## [PROBLEM TO WORK ON]
Which barriers does the article on cell and gene therapies below say academic institutions and biotechs often encounter? List all of them.

## [SELECTED PASSAGE]
• • • • • • •
Author:
Jennifer Canon, President, Commercial Operations, Thermo Fisher Pharma Services
Cell and gene therapies are advancing rapidly, offering life-changing potential for patients with genetic and chronic diseases. Yet the path from early discovery to widespread availability remains challenging. Academic institutions and biotechs are driving much of the innovation, but they often encounter a range of barriers: funding limitations, manual processes that are difficult to scale and optimize, and regulatory expectations that increase as programs progress.
Addressing these challenges requires more than incremental improvements. It demands industry-leading expertise, intentional approaches that combine flexibility, standardization, and scalability.
Early-stage programs often begin with manual, research-driven processes that do not translate directly into compliant manufacturing environments. These gaps create risks of inconsistency, higher costs, and significant delays.
Key challenges such as limited funding, process variability, and evolving regulatory expectations continue to slow progress from early discovery to commercialization.
Translational research services help address these gaps by assessing workflows early on for steps that might compromise scalability. Translational research teams then produce small-scale viral vector and cell therapy materials using scaled-down processes that mirror cGMP. This “start-with-the-end-in-mind” approach establishes standardized methods and qualifiable assays early, reducing risk during the transition to GMP manufacturing.
At this stage, structured approaches also play an important role. By combining standardized process elements with the flexibility needed for novel therapies, they create a stronger foundation for advancing more predictably from bench to bedside.
Automation has become central to the conversation on scale-up, but the key question is where it provides the most value. The highest priorities are steps that are labor-intensive, prone to variability, or create bottlenecks in throughput.
• • • • • • •
## [GIVEN INFORMATION]
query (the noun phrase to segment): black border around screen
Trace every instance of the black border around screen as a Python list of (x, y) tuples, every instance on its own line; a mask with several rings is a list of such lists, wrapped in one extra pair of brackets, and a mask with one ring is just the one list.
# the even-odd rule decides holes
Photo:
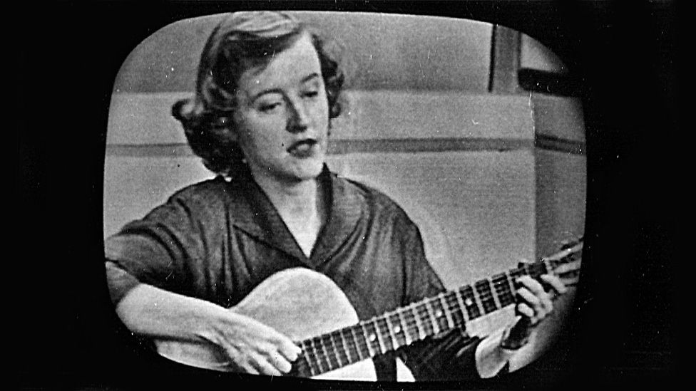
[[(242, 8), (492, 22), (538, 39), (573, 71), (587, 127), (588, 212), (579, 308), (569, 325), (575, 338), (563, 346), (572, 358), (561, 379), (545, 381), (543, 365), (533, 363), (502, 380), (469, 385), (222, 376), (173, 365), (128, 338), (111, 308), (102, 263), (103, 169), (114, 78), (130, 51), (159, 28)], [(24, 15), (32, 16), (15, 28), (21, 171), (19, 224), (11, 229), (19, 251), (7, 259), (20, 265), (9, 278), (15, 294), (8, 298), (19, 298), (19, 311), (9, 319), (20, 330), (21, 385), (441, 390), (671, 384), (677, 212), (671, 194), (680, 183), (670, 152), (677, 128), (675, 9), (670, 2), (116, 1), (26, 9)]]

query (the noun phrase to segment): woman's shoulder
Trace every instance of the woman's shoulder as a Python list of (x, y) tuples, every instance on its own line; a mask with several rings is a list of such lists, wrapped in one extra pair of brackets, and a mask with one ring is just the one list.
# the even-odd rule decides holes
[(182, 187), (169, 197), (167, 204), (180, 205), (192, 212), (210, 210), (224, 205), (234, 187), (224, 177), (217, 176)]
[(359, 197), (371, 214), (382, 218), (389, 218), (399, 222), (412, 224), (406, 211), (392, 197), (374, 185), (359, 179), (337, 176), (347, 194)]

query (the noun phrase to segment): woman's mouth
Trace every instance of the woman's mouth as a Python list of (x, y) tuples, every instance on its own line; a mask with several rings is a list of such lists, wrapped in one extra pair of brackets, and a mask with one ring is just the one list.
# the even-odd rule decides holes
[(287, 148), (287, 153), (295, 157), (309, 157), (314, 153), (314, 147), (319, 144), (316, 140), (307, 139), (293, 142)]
• • • • • • •
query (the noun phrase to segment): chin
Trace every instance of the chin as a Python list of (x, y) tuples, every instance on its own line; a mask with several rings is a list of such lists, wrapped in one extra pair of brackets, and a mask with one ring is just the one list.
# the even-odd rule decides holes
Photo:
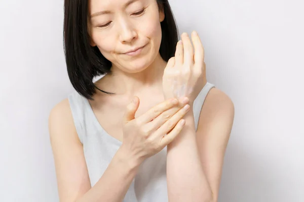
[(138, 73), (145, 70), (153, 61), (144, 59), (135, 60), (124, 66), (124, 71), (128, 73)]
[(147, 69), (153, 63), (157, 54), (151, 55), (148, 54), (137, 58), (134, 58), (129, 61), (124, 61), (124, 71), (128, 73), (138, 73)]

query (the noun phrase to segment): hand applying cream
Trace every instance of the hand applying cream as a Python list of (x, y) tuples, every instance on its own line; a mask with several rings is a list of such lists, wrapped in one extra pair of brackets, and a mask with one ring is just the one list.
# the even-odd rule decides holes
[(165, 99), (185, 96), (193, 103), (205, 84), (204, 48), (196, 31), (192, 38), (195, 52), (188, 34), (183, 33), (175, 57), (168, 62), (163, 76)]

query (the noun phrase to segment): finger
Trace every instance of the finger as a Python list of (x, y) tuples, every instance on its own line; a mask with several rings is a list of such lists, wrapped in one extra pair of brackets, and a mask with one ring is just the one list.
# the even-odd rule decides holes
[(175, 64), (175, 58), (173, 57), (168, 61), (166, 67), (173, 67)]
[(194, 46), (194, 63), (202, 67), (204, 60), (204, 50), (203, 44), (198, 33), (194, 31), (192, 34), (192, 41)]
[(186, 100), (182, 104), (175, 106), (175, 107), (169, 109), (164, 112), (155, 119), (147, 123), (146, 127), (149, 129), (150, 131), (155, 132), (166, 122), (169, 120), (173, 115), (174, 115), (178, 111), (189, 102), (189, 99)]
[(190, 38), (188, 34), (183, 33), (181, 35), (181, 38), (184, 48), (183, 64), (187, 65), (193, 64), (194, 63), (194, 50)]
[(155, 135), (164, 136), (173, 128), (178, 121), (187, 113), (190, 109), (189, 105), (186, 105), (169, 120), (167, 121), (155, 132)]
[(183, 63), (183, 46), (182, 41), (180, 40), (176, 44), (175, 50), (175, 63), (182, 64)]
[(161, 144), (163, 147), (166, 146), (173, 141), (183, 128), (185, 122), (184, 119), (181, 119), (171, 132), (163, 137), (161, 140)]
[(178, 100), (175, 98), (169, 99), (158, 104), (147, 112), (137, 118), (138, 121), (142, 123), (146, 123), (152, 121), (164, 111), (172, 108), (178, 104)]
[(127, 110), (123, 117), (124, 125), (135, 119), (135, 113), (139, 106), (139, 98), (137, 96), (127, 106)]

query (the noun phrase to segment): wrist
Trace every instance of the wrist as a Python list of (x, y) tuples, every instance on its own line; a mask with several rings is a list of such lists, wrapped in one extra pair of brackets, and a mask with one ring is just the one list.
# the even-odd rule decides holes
• • • • • • •
## [SOLUTION TO THIS PROBLEM]
- Funding limitations
- Manual processes that are difficult to scale and optimize
- Regulatory expectations that increase as programs progress